*DOCUMENT EXTRACT*.
·····

Lifestyle Measurements: Body Fat Percentage vs Total Body Weight

There is an overload of information out there about what metric you should be using to determine your health and fitness level. Here’s what you need to know!


Most people have a general idea of how to use total body weight as an indicator of progress and health status, others use body measurements in inches, and some doctors are even still using BMI 🙄. However, many people have been hopping on the bandwagon of body fat percentage testing. Until recently, the practice of measuring body fat percentage was more commonly reserved for competitive athletes such as bodybuilders and weightlifters.

Body fat percentage

Body fat percentage can help personal trainers and other medical professionals determine if someone is underweight, overweight or even obese; regardless of their height, muscle mass and bone density (all of which are factors that can skew a BMI rating). Besides measuring body fat, many of the tests out there will also provide information on muscle mass and bone density. Improving these markers can improve overall health, reduce the risk of injury and diseases such as osteoporosis.

·····

*DATASET CONTENT*.
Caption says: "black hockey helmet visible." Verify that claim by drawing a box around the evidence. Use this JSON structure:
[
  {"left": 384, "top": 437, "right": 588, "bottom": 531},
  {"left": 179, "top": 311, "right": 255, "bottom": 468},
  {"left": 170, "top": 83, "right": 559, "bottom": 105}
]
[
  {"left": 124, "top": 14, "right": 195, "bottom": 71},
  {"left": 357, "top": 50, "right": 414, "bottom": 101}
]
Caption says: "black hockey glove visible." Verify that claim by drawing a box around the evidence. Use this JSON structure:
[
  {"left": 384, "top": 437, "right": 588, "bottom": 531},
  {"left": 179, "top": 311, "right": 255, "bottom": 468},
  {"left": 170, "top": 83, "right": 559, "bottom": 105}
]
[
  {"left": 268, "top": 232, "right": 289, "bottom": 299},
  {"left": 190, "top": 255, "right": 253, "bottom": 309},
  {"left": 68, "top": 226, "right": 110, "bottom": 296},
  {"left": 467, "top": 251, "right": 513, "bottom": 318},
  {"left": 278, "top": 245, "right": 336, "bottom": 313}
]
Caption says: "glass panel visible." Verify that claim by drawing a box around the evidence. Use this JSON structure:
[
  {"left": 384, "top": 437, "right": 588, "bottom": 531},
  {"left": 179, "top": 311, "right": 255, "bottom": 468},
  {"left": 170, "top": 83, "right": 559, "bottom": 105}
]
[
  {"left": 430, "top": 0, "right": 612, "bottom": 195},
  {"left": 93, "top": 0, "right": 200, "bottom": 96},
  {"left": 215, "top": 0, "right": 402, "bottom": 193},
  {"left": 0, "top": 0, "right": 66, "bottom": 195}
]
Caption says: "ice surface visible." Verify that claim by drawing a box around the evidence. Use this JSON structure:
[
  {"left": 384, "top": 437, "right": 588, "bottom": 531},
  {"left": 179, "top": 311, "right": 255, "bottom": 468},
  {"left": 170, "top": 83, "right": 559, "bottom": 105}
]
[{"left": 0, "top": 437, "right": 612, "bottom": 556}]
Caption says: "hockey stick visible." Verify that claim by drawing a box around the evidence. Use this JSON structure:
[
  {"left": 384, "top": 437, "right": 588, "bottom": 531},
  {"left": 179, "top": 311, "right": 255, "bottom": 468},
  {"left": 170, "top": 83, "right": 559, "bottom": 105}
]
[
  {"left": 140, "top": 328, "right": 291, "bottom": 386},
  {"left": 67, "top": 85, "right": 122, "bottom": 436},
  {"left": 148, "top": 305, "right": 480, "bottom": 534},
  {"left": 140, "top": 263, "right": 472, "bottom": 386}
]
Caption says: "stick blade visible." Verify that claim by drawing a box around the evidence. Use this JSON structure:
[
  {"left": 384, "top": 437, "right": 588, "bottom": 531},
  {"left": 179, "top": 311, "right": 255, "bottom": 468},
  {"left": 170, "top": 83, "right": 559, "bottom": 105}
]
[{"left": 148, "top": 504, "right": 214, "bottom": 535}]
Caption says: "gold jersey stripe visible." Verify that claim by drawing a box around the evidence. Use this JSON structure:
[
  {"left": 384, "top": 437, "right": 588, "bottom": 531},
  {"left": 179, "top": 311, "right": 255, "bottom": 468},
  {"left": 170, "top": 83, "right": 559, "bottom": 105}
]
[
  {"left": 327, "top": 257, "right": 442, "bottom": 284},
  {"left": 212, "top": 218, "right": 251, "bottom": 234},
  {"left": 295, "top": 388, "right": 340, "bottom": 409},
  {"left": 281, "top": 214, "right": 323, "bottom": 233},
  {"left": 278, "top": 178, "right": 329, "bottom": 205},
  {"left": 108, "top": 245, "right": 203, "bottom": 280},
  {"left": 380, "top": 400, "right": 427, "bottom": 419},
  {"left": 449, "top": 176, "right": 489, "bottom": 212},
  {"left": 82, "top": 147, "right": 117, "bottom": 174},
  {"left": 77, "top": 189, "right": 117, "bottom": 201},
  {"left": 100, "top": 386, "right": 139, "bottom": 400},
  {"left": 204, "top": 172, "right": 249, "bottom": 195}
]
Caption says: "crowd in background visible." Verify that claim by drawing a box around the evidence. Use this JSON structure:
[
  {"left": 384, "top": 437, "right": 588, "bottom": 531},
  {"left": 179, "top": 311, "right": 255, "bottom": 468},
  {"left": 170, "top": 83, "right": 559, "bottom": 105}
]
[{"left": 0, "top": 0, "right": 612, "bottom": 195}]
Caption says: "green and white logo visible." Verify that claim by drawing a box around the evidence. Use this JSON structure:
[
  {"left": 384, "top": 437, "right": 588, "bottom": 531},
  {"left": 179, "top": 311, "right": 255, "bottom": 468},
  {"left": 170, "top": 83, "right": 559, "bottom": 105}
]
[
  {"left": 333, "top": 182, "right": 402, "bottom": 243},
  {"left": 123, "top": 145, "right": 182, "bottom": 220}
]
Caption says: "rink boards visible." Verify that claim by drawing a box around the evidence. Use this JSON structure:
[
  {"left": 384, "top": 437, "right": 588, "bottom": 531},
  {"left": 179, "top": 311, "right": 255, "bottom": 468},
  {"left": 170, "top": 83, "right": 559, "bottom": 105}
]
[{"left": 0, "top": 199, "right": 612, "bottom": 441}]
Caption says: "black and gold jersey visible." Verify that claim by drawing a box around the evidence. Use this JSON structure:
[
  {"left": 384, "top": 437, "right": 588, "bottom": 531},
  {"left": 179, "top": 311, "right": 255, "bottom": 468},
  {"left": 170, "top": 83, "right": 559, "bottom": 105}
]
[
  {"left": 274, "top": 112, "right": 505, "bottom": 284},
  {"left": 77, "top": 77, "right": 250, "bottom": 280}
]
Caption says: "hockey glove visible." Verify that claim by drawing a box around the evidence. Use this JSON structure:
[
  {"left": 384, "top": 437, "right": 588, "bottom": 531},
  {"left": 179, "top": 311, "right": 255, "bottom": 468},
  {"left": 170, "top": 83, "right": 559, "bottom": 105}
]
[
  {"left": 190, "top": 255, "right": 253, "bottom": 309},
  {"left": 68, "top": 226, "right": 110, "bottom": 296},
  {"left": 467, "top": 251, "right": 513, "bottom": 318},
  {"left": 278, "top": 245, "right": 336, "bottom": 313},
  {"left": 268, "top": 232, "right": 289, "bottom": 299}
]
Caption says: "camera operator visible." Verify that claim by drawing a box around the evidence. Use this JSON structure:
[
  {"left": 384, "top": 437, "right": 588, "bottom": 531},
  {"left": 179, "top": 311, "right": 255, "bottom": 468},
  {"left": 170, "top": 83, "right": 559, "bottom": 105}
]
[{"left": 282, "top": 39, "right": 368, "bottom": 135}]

·····

Reproduce the whole article on body fat percentage versus total body weight, word for word.

*YOUR RESPONSE*.
Lifestyle Measurements: Body Fat Percentage vs Total Body Weight

There is an overload of information out there about what metric you should be using to determine your health and fitness level. Here’s what you need to know!


Most people have a general idea of how to use total body weight as an indicator of progress and health status, others use body measurements in inches, and some doctors are even still using BMI 🙄. However, many people have been hopping on the bandwagon of body fat percentage testing. Until recently, the practice of measuring body fat percentage was more commonly reserved for competitive athletes such as bodybuilders and weightlifters.

Body fat percentage

Body fat percentage can help personal trainers and other medical professionals determine if someone is underweight, overweight or even obese; regardless of their height, muscle mass and bone density (all of which are factors that can skew a BMI rating). Besides measuring body fat, many of the tests out there will also provide information on muscle mass and bone density. Improving these markers can improve overall health, reduce the risk of injury and diseases such as osteoporosis.